*What you are asked to do*:
Copy out every one of the lines below word for word, omitting the pictures.

[Pointing and labeling entries]
= = = =

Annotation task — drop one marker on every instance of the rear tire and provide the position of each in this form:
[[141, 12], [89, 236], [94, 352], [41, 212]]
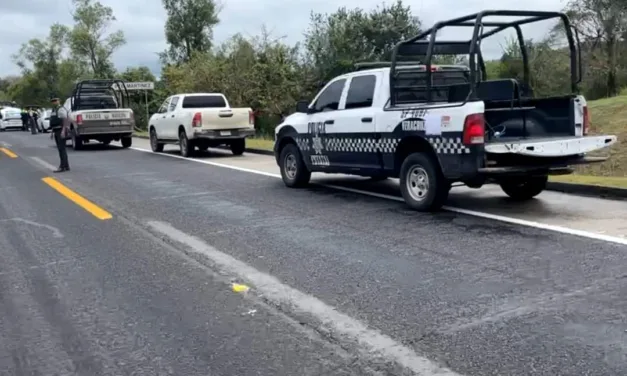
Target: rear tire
[[127, 142], [185, 145], [523, 189], [77, 141], [293, 169], [238, 146], [155, 145], [423, 186]]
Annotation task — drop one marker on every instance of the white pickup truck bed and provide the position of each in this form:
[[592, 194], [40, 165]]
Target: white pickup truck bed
[[550, 146]]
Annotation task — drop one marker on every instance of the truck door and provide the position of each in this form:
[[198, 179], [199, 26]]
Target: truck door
[[354, 143], [321, 124], [170, 122]]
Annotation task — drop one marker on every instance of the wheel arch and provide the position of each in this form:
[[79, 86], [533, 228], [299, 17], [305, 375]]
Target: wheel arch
[[413, 144]]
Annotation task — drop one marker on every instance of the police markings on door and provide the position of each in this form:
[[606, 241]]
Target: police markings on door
[[315, 129], [320, 160]]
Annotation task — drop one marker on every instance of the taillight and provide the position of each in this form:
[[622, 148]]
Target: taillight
[[474, 129], [197, 120], [586, 120]]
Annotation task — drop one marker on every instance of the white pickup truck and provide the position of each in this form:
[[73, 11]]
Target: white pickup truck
[[431, 126], [201, 120], [10, 118]]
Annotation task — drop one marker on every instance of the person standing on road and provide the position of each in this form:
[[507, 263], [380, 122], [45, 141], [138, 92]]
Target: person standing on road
[[58, 124]]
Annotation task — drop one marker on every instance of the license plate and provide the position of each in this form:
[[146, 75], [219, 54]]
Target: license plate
[[94, 116]]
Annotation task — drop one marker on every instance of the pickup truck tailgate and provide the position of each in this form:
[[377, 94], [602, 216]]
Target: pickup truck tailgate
[[104, 121], [234, 118], [550, 147]]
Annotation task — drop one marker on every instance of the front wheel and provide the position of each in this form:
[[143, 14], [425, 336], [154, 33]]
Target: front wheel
[[184, 145], [127, 142], [293, 170], [423, 186], [238, 146], [155, 145], [523, 189]]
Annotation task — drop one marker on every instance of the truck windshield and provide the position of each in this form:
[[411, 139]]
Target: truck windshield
[[204, 101]]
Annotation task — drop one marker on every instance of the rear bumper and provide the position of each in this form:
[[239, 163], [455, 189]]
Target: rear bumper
[[562, 168], [551, 147], [89, 129], [222, 134]]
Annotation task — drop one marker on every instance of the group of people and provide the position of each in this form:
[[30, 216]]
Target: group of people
[[58, 125], [30, 119]]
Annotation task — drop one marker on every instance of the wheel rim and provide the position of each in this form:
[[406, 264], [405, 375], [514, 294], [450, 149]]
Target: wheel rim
[[417, 183], [290, 166]]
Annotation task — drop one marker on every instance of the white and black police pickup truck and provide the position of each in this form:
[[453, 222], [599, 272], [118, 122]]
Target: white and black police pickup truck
[[431, 126]]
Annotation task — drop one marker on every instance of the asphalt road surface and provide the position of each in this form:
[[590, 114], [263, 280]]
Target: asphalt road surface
[[126, 265]]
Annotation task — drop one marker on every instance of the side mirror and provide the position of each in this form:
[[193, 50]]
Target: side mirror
[[302, 107]]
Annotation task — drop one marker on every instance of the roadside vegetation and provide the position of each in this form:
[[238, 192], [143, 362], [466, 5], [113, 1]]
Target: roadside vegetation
[[269, 75]]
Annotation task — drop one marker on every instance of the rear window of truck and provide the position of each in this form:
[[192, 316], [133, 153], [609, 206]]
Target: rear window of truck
[[204, 101]]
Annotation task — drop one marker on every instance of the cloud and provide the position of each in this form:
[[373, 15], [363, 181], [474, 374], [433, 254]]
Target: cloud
[[142, 22]]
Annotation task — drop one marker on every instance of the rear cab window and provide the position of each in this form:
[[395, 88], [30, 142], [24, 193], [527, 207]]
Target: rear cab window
[[173, 104], [329, 99], [164, 106], [361, 91], [204, 101]]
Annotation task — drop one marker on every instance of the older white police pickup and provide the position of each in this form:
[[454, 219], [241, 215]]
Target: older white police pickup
[[432, 125]]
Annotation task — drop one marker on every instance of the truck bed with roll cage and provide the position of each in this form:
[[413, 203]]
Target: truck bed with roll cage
[[431, 125], [99, 110]]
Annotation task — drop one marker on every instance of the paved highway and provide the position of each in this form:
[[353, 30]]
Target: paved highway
[[125, 265]]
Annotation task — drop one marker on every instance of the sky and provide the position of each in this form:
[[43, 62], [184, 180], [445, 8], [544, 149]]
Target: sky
[[143, 21]]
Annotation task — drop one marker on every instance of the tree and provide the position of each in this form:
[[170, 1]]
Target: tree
[[89, 38], [602, 23], [334, 43], [189, 27], [39, 59]]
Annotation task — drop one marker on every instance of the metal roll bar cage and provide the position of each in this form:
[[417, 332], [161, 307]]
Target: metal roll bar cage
[[419, 46], [90, 88]]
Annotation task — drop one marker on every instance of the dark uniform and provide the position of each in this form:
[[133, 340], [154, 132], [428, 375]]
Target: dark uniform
[[58, 117], [24, 115]]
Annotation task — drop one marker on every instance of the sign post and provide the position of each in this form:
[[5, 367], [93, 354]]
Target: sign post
[[145, 86]]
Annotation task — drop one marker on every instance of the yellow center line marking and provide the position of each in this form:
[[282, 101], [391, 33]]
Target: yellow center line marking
[[79, 200], [8, 152]]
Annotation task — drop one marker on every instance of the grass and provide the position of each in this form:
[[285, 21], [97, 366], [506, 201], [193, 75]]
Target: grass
[[608, 116]]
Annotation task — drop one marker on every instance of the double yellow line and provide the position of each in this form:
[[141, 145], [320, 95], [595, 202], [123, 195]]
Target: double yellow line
[[8, 152], [79, 200]]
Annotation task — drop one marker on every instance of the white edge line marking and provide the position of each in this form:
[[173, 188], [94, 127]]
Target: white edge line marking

= = = =

*Response to this task*:
Annotation task — drop one marker on every instance of the rear tire and provide the position of each in this form:
[[141, 12], [89, 236], [94, 352], [41, 212]]
Target: rear tire
[[127, 142], [185, 145], [523, 189], [77, 141], [293, 169], [238, 146], [155, 145], [423, 186]]
Annotation task — drop one marker on every instance of the white pickup truck bed and provide the position of each in this form:
[[592, 194], [40, 165]]
Target: white pickup truck bed
[[550, 146]]
Annotation task — drop one marker on every instance of the truck door and provide the position of each in this form:
[[198, 179], [199, 26]]
Target: truck door
[[354, 143], [321, 124], [170, 122]]
Annotation task — drop one marker on every instance of the wheel arch and provide the position of each in this form:
[[79, 86], [533, 228], [299, 17], [305, 375]]
Target: wheel arch
[[413, 144]]
Annotation task — drop one marker on every instance of the police markings on door and provide the position of each in this form:
[[606, 241]]
Target: police markings on door
[[315, 129], [320, 160]]
Annotation task — drop one marker on every instance of the taillight and provide the position of each in this form:
[[622, 148]]
Target: taillight
[[474, 129], [197, 120], [586, 120]]
Annotation task — drop one marker on every instance of the white pickup truck and provide the position of each in this form:
[[73, 11]]
Target: white pickup truck
[[431, 126], [201, 120], [10, 118]]
Annotation task — drop one marker on every instance of the person standing on road and provide the position of each in this form:
[[507, 263], [380, 122], [45, 141], [138, 92]]
Target: person standing on road
[[58, 124]]
Annotation task — drop one marker on every instance of the license plate and provide the position of each in this form:
[[146, 75], [219, 54]]
Target: license plate
[[94, 116]]
Annotation task — drop one marker on every instance of the pickup truck tailgate and provide the position of each in this form:
[[377, 94], [602, 216]]
Target: pickup truck tailgate
[[104, 121], [234, 118], [550, 147]]
Annotation task — drop one marker on every instance of the front wheel and provide the position of each in this form:
[[143, 14], [425, 336], [154, 33]]
Target: front wheel
[[184, 145], [127, 142], [293, 170], [423, 186], [238, 146], [155, 145], [523, 189]]
Annotation task — drop one marker on every instance of the truck windshield and provide the position of each in this form:
[[411, 139]]
Target: truck windshield
[[204, 101]]
Annotation task — drop one marker on every instance of the rear bumper and provide the position of each in this form:
[[239, 163], [455, 189]]
Target: rear bumper
[[562, 168], [551, 147], [89, 129], [222, 134]]
Annotation task — drop one marker on every instance of the group of people and provide the position of each in this form:
[[30, 216]]
Target: group of people
[[58, 125], [30, 119]]
Annotation task — drop one marker on every instance of the wheel rim and provide the position of each in this form:
[[406, 264], [405, 375], [514, 294], [450, 149]]
Target: wheel rim
[[417, 183], [290, 166]]
Annotation task — drop one marker on every instance of the white and black police pickup truck and provide the position of each in this form:
[[453, 222], [599, 272], [118, 122]]
Target: white and black police pickup truck
[[431, 126]]
Annotation task — drop one marker on every instance of the asphalt road surface and provide the position of each in this form:
[[590, 114], [263, 280]]
Target: asphalt road surface
[[126, 265]]
Annotation task — drop one marker on every instance of the side mirror and provide the position of each in this form:
[[193, 50]]
Target: side mirror
[[302, 107]]
Annotation task — drop one marker on every instance of the roadside vegetation and provide the position of each in this form:
[[238, 192], [143, 362], [466, 5], [113, 1]]
Target: roadside vegetation
[[269, 75]]
Annotation task — drop one marker on every instance of the rear window of truck and provide the position of each in this form:
[[192, 316], [133, 153], [609, 206]]
Target: rear window of truck
[[204, 101]]
Annotation task — drop one marker on every instance of the cloud and provide the position of each in this form:
[[373, 15], [363, 181], [474, 374], [433, 254]]
Target: cloud
[[142, 22]]
Annotation task — drop one marker on every instance of the rear cab window and provide the position of each in this form:
[[395, 88], [30, 142], [24, 193], [527, 207]]
Target: rear cab window
[[173, 104], [329, 99], [164, 106], [361, 91], [204, 101]]
Annotation task — drop one marker on every instance of the older white police pickup and provide the position of each in this form:
[[454, 219], [241, 215]]
Target: older white police pickup
[[432, 125]]
Annotation task — drop one marker on every instance of the truck bed with roll cage and provide the position of each in this form:
[[413, 203]]
Target: truck bed with roll cage
[[431, 125], [99, 110]]
Annotation task — drop one marker on every instance of the paved highway and provide the position of each in this form:
[[353, 30]]
Target: paved highway
[[125, 265]]
Annotation task — drop one marker on every instance of the sky and provide the position of each in this form:
[[43, 62], [184, 180], [445, 8], [544, 149]]
Target: sky
[[143, 21]]
Annotation task — drop one marker on every instance of the tree and provide the position of each in this form:
[[170, 1]]
Target: tree
[[89, 38], [602, 23], [334, 43], [189, 27], [39, 59]]
Annotation task — drop one marker on every instance of the metal roll bar cage and provide the position of each in this form:
[[417, 332], [161, 307]]
Target: metal roll bar cage
[[419, 46], [90, 88]]
Annotation task — drop one marker on every instance of the dark uniform and provide the position of each in this form:
[[133, 340], [154, 132], [428, 375]]
Target: dark uniform
[[58, 117], [24, 115]]
Annotation task — drop one marker on every instance of the sign post and provide the position of each in this form:
[[5, 367], [93, 354]]
Target: sign post
[[145, 86]]
Annotation task — drop one marker on every instance of the yellow center line marking and provide the position of each in this form:
[[282, 101], [391, 33]]
Target: yellow center line marking
[[79, 200], [8, 152]]
Annotation task — drop one marker on every instance of the grass and provide the position of each in this form:
[[285, 21], [97, 366], [506, 201], [193, 75]]
Target: grass
[[608, 116]]
Annotation task — drop one marker on every instance of the double yellow line and provide the position of each in this form:
[[141, 145], [320, 95], [595, 202], [123, 195]]
Target: double yellow line
[[8, 152], [79, 200]]
Annotation task — drop one marker on every instance of the white edge line marking and provide the position of each in this form:
[[173, 188], [94, 127]]
Target: white edge line marking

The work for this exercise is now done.